= Goal of the exercise =
Across the whole listing, state how many lines include "basket". Add nothing to that number.

= Exercise data =
_ _ _

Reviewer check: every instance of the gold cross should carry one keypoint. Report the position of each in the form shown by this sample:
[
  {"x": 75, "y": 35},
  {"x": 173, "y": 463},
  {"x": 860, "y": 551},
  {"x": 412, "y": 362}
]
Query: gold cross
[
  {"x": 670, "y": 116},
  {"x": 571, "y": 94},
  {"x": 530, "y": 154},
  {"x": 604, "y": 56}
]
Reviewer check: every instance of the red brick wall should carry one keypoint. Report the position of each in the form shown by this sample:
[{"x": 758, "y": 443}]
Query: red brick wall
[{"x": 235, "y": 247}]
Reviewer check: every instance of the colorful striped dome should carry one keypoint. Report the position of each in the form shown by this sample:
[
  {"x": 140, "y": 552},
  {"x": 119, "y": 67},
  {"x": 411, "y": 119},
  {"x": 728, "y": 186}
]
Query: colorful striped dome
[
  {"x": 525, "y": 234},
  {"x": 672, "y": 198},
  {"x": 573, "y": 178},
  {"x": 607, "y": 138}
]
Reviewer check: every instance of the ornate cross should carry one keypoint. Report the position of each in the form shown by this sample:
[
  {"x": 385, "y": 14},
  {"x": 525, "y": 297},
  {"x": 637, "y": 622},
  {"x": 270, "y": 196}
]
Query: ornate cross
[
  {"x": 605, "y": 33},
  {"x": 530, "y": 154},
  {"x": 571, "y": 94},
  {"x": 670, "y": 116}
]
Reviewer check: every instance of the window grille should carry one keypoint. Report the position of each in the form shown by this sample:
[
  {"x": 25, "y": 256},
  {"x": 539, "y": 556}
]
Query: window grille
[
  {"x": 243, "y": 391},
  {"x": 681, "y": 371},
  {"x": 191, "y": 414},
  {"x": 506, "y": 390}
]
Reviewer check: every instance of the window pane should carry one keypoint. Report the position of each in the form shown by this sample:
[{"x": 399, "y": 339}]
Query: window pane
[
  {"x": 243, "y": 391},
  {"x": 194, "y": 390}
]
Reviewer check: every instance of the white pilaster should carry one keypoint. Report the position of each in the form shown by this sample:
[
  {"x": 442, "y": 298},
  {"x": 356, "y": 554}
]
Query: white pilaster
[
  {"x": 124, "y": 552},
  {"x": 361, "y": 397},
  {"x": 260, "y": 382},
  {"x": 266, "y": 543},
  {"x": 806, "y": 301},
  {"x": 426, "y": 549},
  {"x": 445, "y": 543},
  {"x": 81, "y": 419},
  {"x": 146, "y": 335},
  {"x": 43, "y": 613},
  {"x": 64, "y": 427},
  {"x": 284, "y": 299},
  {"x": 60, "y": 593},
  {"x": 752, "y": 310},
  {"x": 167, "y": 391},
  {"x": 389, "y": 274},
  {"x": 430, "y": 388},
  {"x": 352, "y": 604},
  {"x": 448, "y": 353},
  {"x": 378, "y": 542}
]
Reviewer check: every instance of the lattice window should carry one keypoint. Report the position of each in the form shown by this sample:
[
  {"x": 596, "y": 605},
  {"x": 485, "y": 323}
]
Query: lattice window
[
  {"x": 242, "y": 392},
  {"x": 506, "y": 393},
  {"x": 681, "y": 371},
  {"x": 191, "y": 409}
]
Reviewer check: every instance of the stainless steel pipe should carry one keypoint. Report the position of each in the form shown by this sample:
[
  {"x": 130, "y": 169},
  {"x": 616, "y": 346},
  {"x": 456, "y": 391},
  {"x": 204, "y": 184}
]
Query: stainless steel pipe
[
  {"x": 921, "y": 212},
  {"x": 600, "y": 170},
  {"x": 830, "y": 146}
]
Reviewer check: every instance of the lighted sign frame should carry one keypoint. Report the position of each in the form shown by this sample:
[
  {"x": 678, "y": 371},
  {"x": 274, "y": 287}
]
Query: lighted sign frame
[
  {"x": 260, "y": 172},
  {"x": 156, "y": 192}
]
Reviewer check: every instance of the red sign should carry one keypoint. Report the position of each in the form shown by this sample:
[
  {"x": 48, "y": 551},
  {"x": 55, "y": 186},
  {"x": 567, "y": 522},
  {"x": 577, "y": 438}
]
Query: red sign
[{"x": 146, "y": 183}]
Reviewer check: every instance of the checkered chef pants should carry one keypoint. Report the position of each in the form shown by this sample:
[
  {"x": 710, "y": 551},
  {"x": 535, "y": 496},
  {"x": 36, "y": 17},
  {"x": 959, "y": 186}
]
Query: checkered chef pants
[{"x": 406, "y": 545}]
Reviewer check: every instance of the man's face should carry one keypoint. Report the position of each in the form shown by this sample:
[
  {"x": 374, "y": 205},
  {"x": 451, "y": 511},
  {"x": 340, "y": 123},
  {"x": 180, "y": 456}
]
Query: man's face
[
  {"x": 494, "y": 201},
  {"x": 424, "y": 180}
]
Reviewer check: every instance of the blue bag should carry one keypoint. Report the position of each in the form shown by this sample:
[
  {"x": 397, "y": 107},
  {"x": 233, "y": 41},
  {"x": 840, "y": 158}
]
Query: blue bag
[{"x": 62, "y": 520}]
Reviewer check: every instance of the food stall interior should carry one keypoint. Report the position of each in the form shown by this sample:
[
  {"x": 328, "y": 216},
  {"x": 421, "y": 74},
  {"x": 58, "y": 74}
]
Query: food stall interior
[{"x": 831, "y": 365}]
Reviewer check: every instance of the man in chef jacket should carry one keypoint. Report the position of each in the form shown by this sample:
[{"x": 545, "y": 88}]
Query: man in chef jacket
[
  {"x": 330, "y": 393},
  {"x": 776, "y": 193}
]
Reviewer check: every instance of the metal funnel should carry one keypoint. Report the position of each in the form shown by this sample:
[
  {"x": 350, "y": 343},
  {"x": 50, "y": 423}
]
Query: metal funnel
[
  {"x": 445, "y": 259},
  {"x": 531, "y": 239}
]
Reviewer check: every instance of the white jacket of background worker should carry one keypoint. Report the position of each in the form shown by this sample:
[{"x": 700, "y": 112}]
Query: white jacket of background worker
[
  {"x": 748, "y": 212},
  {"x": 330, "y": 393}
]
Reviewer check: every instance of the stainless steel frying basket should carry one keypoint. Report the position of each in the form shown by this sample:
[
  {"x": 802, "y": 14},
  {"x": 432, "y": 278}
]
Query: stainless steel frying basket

_ _ _

= Output of the exercise =
2